## [INSTRUCTIONS]
a: In the dispute procedure excerpt, under which section of the Act was the CFMEU's application made?
b: Copy out the stretch of the dispute procedure excerpt from "Appendix A of" through "mater in question.".

** Start of PAGE EXCERPT **

There being no facts in dispute, the matter has been determined on the papers.
Dispute resolution provision in the Agreement
Clause 15 of the Agreement contains the dispute resolution procedure which provides as follows:
“15.0 Grievance and Disputes Procedure
The parties to this Agreement shall observe the procedures set out in Appendix A in relation to avoidance of disputes.”
Appendix A of the Agreement is as follows:
“Appendix A Avoidance of Industrial Disputes Procedure
It is the intention of this agreement to eliminate disputes which result in stoppages, bans or limitations and it is agreed that the parties to this agreement shall confer in good faith with a view to resolving the matter by direct negotiations and consultation.
The parties further agree that subject to the provisions of the Fair Work Act 2009, all grievances, claims or disputes shall be dealt with in the following manner so as to ensure the orderly settlement of the mater in question.
1. Any grievance or dispute, which arises, shall where possible, be settled by discussion on the job between the employee and the supervisor. Provided further that at any stage throughout this process either party may seek assistance of a representative of their choice. For employees this may be a site delegate or other person nominated by the employee.
2. If the matter is not resolved at this level, the matter will be further discussed between the affected employee, the supervisor and the appropriate manager.
3. If no agreement is reached at this stage the matter may be referred to a more senior manager.
4. Should the matter still not be resolved the parties may refer it to the Fair Work Australia for settlement. Any outcome from this stage will not be inconsistent with the current legislation nor inconsistent with the National Building Industry Code and guidelines as amended from time to time.
5. Whilst the procedure is being followed, work shall continue normally where it is agreed that there is an existing custom, but in other cases, the work shall continue in accordance with the directions of the company save and except for genuine issues of risk which may affect a specific employee’s safety. No party shall engage in industrial action and no party will be prejudiced as to the final settlement by the continuance of work in accordance to this sub clause.” (emphasis added)
Relevant legislation
Section 738 of the Act provides as follows:
“738 Application of this Division
…
(b) an enterprise agreement includes a term that provides a procedure for dealing with disputes, including a term referred to in subsection 186(6);”
The application of the CFMEU was made pursuant to s.739 of the Act which provides as follows:
“739 Disputes dealt with by the FWC
(1) This section applies if a term referred to in section 738 requires or allows the FWC to deal with a dispute.

** End of PAGE EXCERPT **
** Start of SUPPLIED INFORMATION **

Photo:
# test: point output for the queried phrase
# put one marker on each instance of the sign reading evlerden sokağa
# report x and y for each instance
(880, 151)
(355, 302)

** End of SUPPLIED INFORMATION **

## [OUTPUTS FOR THE TASKS]
a: Section 739 of the Act.

b:
Appendix A of the Agreement is as follows:
“Appendix A Avoidance of Industrial Disputes Procedure
It is the intention of this agreement to eliminate disputes which result in stoppages, bans or limitations and it is agreed that the parties to this agreement shall confer in good faith with a view to resolving the matter by direct negotiations and consultation.
The parties further agree that subject to the provisions of the Fair Work Act 2009, all grievances, claims or disputes shall be dealt with in the following manner so as to ensure the orderly settlement of the mater in question.